| What needs to be done |
Gather every line below that contains the string "practice", and copy each one in full. Case counts.

------ Records for the exercise ------

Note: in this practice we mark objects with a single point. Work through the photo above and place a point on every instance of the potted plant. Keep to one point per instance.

------
------ Records for the exercise ------

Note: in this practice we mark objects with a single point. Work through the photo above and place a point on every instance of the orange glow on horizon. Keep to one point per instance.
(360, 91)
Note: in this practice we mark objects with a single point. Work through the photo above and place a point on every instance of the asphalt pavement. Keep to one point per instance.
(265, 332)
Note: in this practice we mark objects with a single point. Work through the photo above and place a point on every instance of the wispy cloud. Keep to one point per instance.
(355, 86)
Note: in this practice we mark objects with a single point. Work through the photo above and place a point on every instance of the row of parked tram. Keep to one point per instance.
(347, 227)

------

| Solution to this exercise |
Note: in this practice we mark objects with a single point. Work through the photo above and place a point on every instance of the potted plant. Keep to one point per instance.
Note: in this practice we mark objects with a single point. Work through the photo above and place a point on every instance of the orange glow on horizon. Keep to one point per instance.
Note: in this practice we mark objects with a single point. Work through the photo above and place a point on every instance of the asphalt pavement. Keep to one point per instance.
Note: in this practice we mark objects with a single point. Work through the photo above and place a point on every instance of the wispy cloud. Keep to one point per instance.
Note: in this practice we mark objects with a single point. Work through the photo above and place a point on every instance of the row of parked tram. Keep to one point per instance.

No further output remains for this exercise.